[Stored records]
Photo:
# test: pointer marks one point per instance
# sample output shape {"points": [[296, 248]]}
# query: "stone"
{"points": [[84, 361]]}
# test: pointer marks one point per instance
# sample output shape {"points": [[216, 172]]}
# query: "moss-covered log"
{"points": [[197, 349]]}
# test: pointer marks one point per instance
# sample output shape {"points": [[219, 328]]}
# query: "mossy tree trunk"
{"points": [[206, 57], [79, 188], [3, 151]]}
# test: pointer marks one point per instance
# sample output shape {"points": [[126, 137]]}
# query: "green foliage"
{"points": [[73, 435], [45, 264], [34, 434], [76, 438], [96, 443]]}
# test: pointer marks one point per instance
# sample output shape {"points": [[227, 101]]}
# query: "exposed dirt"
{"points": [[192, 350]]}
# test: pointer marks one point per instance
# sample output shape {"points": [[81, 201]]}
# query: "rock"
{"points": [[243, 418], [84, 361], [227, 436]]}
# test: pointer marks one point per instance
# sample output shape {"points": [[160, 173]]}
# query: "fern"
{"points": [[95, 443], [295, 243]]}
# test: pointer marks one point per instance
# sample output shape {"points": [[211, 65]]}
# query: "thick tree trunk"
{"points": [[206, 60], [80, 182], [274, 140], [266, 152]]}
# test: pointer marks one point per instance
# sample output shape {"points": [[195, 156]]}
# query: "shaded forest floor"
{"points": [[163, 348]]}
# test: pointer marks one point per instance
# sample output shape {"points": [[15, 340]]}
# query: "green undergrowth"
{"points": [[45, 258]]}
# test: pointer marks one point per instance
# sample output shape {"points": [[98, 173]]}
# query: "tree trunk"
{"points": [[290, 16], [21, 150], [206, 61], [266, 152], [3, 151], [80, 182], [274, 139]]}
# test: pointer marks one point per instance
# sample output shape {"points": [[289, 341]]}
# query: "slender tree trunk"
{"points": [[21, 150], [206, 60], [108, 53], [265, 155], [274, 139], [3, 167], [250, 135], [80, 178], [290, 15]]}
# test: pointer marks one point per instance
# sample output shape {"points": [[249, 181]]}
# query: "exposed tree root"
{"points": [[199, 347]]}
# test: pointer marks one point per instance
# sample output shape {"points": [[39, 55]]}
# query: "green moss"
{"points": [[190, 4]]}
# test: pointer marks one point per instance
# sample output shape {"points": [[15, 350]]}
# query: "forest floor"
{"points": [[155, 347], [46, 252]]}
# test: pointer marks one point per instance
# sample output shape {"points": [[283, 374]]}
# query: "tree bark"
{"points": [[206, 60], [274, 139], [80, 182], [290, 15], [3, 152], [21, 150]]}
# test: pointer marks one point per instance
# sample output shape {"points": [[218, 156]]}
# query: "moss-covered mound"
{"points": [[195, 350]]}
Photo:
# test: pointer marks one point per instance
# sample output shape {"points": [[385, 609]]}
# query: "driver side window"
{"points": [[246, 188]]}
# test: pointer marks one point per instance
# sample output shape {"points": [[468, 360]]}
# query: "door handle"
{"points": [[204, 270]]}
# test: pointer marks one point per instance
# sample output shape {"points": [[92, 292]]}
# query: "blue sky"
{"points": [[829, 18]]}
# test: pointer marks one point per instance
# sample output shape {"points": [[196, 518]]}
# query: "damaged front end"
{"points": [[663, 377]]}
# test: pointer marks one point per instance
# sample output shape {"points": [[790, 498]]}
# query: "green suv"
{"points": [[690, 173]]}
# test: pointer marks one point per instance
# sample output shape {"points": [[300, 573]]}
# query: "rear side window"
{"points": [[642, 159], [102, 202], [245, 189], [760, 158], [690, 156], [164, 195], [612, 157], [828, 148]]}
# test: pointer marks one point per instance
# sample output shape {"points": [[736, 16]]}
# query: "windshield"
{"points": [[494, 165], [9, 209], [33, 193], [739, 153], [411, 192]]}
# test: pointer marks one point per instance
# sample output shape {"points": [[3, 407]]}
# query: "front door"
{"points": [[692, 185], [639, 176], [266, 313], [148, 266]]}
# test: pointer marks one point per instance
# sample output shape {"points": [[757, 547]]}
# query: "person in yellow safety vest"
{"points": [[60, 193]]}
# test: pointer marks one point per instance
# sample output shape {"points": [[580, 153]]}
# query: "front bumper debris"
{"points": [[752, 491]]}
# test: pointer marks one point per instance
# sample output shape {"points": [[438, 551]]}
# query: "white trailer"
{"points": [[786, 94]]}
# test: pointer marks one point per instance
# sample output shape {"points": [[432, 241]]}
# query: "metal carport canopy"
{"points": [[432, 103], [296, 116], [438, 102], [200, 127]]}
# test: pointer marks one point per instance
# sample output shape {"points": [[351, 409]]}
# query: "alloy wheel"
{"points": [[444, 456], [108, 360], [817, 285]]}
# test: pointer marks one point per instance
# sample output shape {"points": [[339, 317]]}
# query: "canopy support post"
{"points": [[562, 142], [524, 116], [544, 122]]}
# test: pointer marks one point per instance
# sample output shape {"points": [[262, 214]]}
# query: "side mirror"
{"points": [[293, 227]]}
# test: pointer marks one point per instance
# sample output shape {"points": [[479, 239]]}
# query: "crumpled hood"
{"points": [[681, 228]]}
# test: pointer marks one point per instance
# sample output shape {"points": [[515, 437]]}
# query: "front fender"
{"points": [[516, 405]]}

### EXERCISE:
Please return all of the entries shown above, exactly as they stand.

### COMPLETED EXERCISE:
Photo:
# test: pointer marks one point per instance
# sample output shape {"points": [[296, 248]]}
# query: "stone"
{"points": [[84, 361]]}
# test: pointer marks one point per instance
# sample output shape {"points": [[216, 172]]}
# query: "moss-covered log"
{"points": [[197, 349]]}
# test: pointer marks one point per instance
# sample output shape {"points": [[219, 328]]}
# query: "mossy tree trunk"
{"points": [[206, 57], [79, 188], [3, 151]]}
# test: pointer marks one point per instance
# sample output shape {"points": [[126, 137]]}
# query: "green foliage"
{"points": [[73, 435], [45, 264], [34, 434], [76, 438], [96, 443]]}
# test: pointer marks one point per instance
# sample output shape {"points": [[227, 101]]}
# query: "exposed dirt"
{"points": [[192, 350]]}
# test: pointer marks one point per instance
# sample output shape {"points": [[81, 201]]}
# query: "rock"
{"points": [[243, 418], [84, 361], [227, 436]]}
# test: pointer marks one point per instance
# sample output shape {"points": [[160, 173]]}
# query: "fern"
{"points": [[95, 443], [295, 243]]}
# test: pointer marks one point per instance
# sample output shape {"points": [[211, 65]]}
# query: "thick tree trunk"
{"points": [[206, 60], [80, 182], [274, 140], [266, 152]]}
# test: pointer marks one point per instance
# sample output shape {"points": [[195, 156]]}
# query: "shaded forest floor"
{"points": [[163, 348]]}
# test: pointer marks one point per instance
# sample output shape {"points": [[15, 340]]}
# query: "green undergrowth"
{"points": [[45, 258]]}
# test: pointer marks one point per instance
# sample output shape {"points": [[98, 173]]}
# query: "tree trunk"
{"points": [[290, 16], [21, 150], [206, 61], [266, 152], [3, 151], [80, 182], [274, 139]]}
# test: pointer marks one point per instance
# sample output shape {"points": [[289, 341]]}
# query: "slender tree trunk"
{"points": [[21, 150], [206, 60], [108, 53], [265, 155], [274, 139], [3, 167], [250, 135], [80, 178], [290, 15]]}
# test: pointer marks one point per instance
# sample output shape {"points": [[249, 181]]}
# query: "exposed tree root"
{"points": [[199, 347]]}
# test: pointer marks one point per instance
# sample output shape {"points": [[39, 55]]}
# query: "green moss"
{"points": [[190, 4]]}
# test: pointer marks one point per instance
# sample output shape {"points": [[15, 350]]}
# query: "forest floor"
{"points": [[155, 347], [46, 252]]}
# test: pointer marks one point per instance
# sample output shape {"points": [[283, 374]]}
# query: "tree bark"
{"points": [[206, 60], [274, 139], [80, 182], [290, 15], [3, 152], [21, 150]]}
# test: pointer marks one point per instance
# sample output shape {"points": [[218, 156]]}
# query: "moss-covered mound"
{"points": [[195, 350]]}
Photo:
# test: pointer marks one point per instance
# sample output shape {"points": [[385, 609]]}
# query: "driver side window"
{"points": [[246, 188]]}
# test: pointer marks one point per instance
# sample output shape {"points": [[468, 360]]}
# query: "door handle"
{"points": [[204, 270]]}
# test: pointer marks one point per instance
# sample output shape {"points": [[92, 292]]}
# query: "blue sky"
{"points": [[829, 18]]}
# test: pointer marks one point per instance
# sample output shape {"points": [[196, 518]]}
# query: "damaged front end"
{"points": [[663, 377]]}
# test: pointer marks one point per instance
# sample output shape {"points": [[790, 498]]}
# query: "green suv"
{"points": [[690, 173]]}
# test: pointer marks one point per instance
# sample output shape {"points": [[300, 573]]}
# query: "rear side window"
{"points": [[642, 159], [102, 202], [245, 189], [760, 158], [690, 156], [164, 195], [612, 157], [828, 148]]}
# test: pointer marks one point per instance
# sample output shape {"points": [[736, 16]]}
# query: "windshield"
{"points": [[494, 165], [9, 209], [33, 193], [739, 153], [411, 192]]}
# test: pointer marks one point per instance
# sample output shape {"points": [[3, 407]]}
# query: "front door"
{"points": [[692, 185], [639, 176], [266, 313], [148, 266]]}
# test: pointer marks one point per instance
# sample output shape {"points": [[757, 547]]}
# query: "person in yellow safety vest"
{"points": [[60, 193]]}
# test: pointer marks one point per instance
# sample output shape {"points": [[580, 153]]}
# query: "front bumper debris"
{"points": [[752, 491]]}
# test: pointer marks one point per instance
# sample output shape {"points": [[438, 551]]}
# query: "white trailer"
{"points": [[786, 94]]}
# test: pointer marks one point per instance
# sample output shape {"points": [[432, 241]]}
# query: "metal carport canopy"
{"points": [[432, 103], [296, 116], [438, 102], [200, 127]]}
# test: pointer marks one point per instance
# sample output shape {"points": [[351, 409]]}
# query: "alloy wheel"
{"points": [[444, 456], [108, 360], [817, 285]]}
# test: pointer marks one point per instance
# sample output shape {"points": [[339, 317]]}
# query: "canopy support post"
{"points": [[562, 142], [524, 116], [544, 122]]}
# test: pointer marks one point per instance
# sample output shape {"points": [[262, 214]]}
# query: "side mirror"
{"points": [[293, 227]]}
# test: pointer marks one point per instance
# sample output shape {"points": [[479, 239]]}
# query: "crumpled hood"
{"points": [[681, 228]]}
# test: pointer marks one point per instance
# sample output shape {"points": [[515, 437]]}
# query: "front fender"
{"points": [[516, 405]]}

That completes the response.